-- START OF Material shown --

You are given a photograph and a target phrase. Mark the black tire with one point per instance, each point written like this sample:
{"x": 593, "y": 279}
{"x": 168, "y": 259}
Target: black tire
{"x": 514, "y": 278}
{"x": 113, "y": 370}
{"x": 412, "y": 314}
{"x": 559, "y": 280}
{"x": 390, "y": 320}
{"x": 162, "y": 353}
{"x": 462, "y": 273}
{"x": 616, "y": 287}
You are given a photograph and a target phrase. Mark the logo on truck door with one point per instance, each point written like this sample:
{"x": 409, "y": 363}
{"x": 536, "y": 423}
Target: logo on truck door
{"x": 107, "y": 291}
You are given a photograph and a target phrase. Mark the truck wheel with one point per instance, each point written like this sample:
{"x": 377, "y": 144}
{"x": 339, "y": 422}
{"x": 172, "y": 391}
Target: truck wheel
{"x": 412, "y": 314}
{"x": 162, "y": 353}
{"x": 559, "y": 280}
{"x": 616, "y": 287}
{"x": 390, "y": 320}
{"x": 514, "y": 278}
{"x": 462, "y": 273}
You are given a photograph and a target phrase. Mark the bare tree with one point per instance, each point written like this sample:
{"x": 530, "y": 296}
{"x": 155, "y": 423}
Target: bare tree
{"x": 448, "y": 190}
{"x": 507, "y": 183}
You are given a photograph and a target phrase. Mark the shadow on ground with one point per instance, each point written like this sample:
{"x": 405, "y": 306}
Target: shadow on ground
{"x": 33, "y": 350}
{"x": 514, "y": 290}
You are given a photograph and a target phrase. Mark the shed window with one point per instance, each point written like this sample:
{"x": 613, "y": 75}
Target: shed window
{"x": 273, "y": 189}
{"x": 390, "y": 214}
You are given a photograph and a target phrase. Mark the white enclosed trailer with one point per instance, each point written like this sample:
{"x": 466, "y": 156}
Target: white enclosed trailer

-- END OF Material shown --

Required work: Can you rewrite all the lines above, putting "search term" wherever "target phrase" occurs and leaving everything else untouched?

Written response:
You are given a photograph and a search term. Mark the black tire with one point per instance, each point written like this sample:
{"x": 593, "y": 279}
{"x": 168, "y": 259}
Target: black tire
{"x": 514, "y": 278}
{"x": 113, "y": 370}
{"x": 412, "y": 314}
{"x": 559, "y": 280}
{"x": 390, "y": 320}
{"x": 162, "y": 353}
{"x": 462, "y": 273}
{"x": 616, "y": 287}
You are given a photograph and a search term. Mark the logo on truck door with one point per instance, each point written like this sample:
{"x": 409, "y": 363}
{"x": 536, "y": 423}
Target: logo on truck door
{"x": 107, "y": 291}
You are given a photograph and a search term. Mark the truck wheel with one point per instance, each point written like this sample:
{"x": 377, "y": 144}
{"x": 339, "y": 422}
{"x": 172, "y": 391}
Target: truck wheel
{"x": 412, "y": 314}
{"x": 162, "y": 353}
{"x": 559, "y": 280}
{"x": 616, "y": 287}
{"x": 390, "y": 320}
{"x": 514, "y": 278}
{"x": 462, "y": 273}
You are given a photograph and a search term. Mark the bare tree with one point per instance, each point written like this sample:
{"x": 530, "y": 296}
{"x": 155, "y": 423}
Target: bare tree
{"x": 448, "y": 190}
{"x": 507, "y": 183}
You are given a photograph and a search term. Mark the shadow on ground with one point per instance, each point written like this sample:
{"x": 405, "y": 306}
Target: shadow on ground
{"x": 33, "y": 350}
{"x": 514, "y": 290}
You are given a photograph and a search term. Mark the shed window with one point per instance, each point written like this sample:
{"x": 613, "y": 75}
Target: shed window
{"x": 273, "y": 189}
{"x": 390, "y": 214}
You are given a photograph and a search term. Mark the white enclosed trailer with one point per instance, each point written like this sample:
{"x": 466, "y": 156}
Target: white enclosed trailer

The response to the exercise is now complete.